— begin —

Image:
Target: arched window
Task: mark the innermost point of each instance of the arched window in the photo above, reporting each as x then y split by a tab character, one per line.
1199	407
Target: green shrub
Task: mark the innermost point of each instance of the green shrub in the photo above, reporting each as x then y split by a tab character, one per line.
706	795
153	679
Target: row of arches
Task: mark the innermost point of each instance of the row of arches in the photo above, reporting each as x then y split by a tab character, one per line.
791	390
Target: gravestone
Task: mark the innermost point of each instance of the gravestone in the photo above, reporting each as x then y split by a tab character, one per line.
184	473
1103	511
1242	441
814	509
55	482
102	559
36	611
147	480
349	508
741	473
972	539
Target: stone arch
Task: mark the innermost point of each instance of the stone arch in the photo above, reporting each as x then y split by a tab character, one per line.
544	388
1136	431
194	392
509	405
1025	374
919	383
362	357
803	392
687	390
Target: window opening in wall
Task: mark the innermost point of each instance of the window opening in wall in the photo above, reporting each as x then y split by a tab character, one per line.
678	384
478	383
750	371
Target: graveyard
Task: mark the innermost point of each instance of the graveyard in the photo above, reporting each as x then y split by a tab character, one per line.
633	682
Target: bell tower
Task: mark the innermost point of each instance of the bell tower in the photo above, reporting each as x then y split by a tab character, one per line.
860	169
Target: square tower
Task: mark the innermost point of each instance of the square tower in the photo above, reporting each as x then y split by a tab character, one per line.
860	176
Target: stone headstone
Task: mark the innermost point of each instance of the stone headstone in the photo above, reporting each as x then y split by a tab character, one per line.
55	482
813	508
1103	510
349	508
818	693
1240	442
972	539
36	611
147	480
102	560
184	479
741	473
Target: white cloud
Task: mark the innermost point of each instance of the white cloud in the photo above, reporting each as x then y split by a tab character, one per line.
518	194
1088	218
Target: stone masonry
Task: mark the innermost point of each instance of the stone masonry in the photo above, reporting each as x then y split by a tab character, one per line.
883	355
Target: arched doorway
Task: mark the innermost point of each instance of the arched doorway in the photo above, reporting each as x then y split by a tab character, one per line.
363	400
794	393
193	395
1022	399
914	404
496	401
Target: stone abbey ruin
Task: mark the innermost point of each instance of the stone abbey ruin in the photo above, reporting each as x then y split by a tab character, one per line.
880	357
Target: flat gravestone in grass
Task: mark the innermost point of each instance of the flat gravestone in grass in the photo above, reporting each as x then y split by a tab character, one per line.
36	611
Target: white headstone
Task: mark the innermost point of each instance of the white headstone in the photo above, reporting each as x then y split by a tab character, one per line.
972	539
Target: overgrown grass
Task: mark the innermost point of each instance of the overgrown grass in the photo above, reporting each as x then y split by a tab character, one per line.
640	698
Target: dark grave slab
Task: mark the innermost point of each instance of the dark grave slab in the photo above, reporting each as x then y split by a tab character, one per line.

— end —

What is being asked:
Repeat exactly the lines from the one containing "Target: flat gravestone in grass" through the last line of the records above, both included, and nothing else.

Task response:
Target: flat gravestone in grass
Task: mark the innermost point of each instance of the flat gravestone in grass in the photo above, reporting each as x then y split by a tab character, one per line.
36	611
Target: white headstone
Task: mark the innermost point of each instance of the white headstone in the photo above, reporting each as x then y split by a tab character, one per line.
972	539
Target: overgrown grass
Task: mark the innermost point of each instance of the overgrown grass in the photo above, reporting each as x then y split by a tab character, one per line.
640	698
Target: dark grave slab
Task: mark the innermost point of each instance of the dark grave slab in the photo above, reporting each as x then y split by a tab character, one per line.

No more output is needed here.